We spend a lot of time around here trying to develop schemes and strategies to save the book biz. The best way I can think of to keep the book industry healthy in the short-term, anyway, is to go out and fork out some cash at your local indie bookstore. Tomorrow is National Bookstore Day. Yes, I know e-books are the wave of the future, but we all love brick and mortar! Spend some cash, people! Here are just a few recommendations from each of the four Three Guys, just in case you’re at a loss on what to read next:
JE:
Dan Chaon’s Await Your Reply: JC and I will be covering this kick-ass puzzle of a novel next week some time, and following up with an interview with Chaon, whom as far as I can tell, is truly one of the good guys. You won’t be able to put this novel down. And it’s cheap for a hardcover– twenty-five bones!
Joshua Mohr’s Some Things That Meant the World to Me: Dark and exciting debut from one of my new favorite indie houses, Two Dollar Radio. If you like Patrick deWitt’s Ablutions (which we covered here), you’ll dig this unsettling story of a man named Rhonda suffering from depersonalization. This is a trade paper original, so your only out about fourteen bucks.
Steve Hely’s How I Became A Famous Novelist: I nearly peed my pants reading this debut from TV writer Heley. A seriously hilarious send up of literary pretension and the publishing industry. This dude spins comic gold. Nobody is safe from his skewering. The plot is as thin as your average romantic comedy, but the laughs will keep you turning the pages furiously. Hardback, about twenty-six bucks, I think. Well worth the price of three movies.
JR:
Dead Boys by Richard Lange: This is a tremendous debut collection,examining several lives in the sun bleached but fractured community that is LA.
My taste in novels is communitarian. The story should include the whole group. If I start reading a story that has only one or two characters; I bin it.

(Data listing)
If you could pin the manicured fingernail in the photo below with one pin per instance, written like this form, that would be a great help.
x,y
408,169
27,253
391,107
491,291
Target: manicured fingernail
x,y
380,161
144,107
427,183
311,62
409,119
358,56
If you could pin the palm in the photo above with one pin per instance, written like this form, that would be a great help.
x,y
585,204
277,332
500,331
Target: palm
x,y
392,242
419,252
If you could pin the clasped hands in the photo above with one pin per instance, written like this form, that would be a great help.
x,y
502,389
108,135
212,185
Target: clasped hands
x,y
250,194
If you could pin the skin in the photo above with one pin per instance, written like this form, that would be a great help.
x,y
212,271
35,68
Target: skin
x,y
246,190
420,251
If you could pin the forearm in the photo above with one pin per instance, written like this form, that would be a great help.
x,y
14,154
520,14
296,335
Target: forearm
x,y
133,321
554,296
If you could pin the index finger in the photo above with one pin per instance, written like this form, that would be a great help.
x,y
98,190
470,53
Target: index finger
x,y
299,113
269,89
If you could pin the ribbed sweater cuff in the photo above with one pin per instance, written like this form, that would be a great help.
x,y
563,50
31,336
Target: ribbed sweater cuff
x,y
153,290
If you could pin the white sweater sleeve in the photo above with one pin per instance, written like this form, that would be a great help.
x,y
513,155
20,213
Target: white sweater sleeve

* * *

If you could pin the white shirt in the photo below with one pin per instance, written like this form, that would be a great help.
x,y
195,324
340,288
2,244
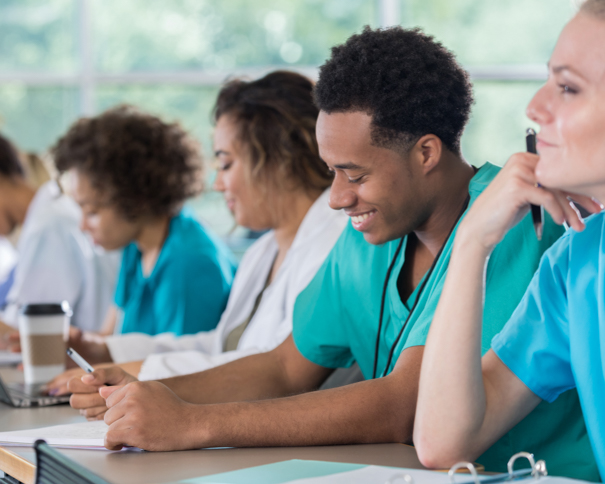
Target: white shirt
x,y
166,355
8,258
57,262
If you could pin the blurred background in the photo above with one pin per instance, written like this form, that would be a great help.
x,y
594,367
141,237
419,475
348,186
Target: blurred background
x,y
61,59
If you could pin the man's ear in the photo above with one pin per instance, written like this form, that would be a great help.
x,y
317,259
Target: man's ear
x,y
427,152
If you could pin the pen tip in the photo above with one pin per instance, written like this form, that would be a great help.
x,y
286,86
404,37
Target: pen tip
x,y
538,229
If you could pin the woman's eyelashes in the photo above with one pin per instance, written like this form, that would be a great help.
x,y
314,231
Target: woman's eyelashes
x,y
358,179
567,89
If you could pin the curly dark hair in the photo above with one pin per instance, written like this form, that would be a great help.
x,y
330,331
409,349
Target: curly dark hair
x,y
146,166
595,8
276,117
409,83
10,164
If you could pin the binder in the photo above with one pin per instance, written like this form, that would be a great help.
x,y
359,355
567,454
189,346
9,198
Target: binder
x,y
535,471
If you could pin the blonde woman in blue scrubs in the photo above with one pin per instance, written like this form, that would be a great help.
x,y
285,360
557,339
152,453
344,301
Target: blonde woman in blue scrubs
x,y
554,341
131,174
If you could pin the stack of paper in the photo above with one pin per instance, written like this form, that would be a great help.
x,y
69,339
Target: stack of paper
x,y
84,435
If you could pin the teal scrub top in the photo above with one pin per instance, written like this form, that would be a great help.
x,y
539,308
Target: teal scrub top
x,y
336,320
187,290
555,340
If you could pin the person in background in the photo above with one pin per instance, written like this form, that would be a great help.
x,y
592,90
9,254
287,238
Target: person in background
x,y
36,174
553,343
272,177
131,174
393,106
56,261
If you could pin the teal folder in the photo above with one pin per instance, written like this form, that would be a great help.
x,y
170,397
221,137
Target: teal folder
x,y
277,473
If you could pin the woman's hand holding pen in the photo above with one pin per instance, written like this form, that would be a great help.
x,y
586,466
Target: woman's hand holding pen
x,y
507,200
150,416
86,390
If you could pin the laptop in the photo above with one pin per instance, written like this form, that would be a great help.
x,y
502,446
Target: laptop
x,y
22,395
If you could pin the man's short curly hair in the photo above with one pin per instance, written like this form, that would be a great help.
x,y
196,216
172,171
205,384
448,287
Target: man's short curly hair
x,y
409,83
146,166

Exercise instructions »
(a) Answer these questions using the book recommendations post:
(i) Which indie publisher put out Joshua Mohr's debut?
(ii) Where is the community examined in Dead Boys?
(iii) How much does the hardcover of Await Your Reply cost?
(b) Keep writing the book recommendations post, picking up right after its last sentence.
The data listing is separate material and has no connection to the book recommendations post.

Outputs in order »
(a)
(i) Two Dollar Radio
(ii) LA
(iii) Twenty-five dollars

(b)
Stories about the city, about art and ideas, food and sex, are a big plus. But what’s most important is family, children and parents, friends and lovers, a dog even. Marriage, in all senses of the word, finding connections, should be the central subject. Art is an act of marriage.
Three near-perfect, 21st century stories are listed below. You should go to your local bookstore and buy all three if you can relate to what I’ve said!
On Beauty by Zadie Smith
The Emperor’s Children by Claire Messud
The Great Man by Kate Christensen
JC:Cockroach by Rawi Hage: While comparison’s to Kafka are to be expected of this tale of a thief who sees himself as an invincible insect, he’s as much kin to William Burroughs as to FK. Hage’s characters emerge from the darkness of the Montreal immigrant underground, reliving the horrors of wars left behind and scratching for the crumbs of a rich society. Dark and raw.
Jarrettsville by Cornelia Nixon: The wonderfully talented Nixon tells the story of a Mason-Dixon border town during and immediately following the Civil War. Postwar, neighbors and relatives are cast against each other in very personal battles, and Martha Cairnes publicly murders the man she loves. Nixon methodically and brilliantly unravels the transgressions that led the couple to their fate.
Hell by Robert Olen Butler: Just so you know, pretty much every one goes to Hell. Hatcher McCord is there. So is his father, all the presidents and kings, popes, movie stars, and ordinary people. And they all deserve it, because otherwise why would they be there? Butler is hilarious and brutal, inventing methods of creative torture for all of Satan’s guests, wrapping it all around a clever little hardboiled mystery.
Go buy a book!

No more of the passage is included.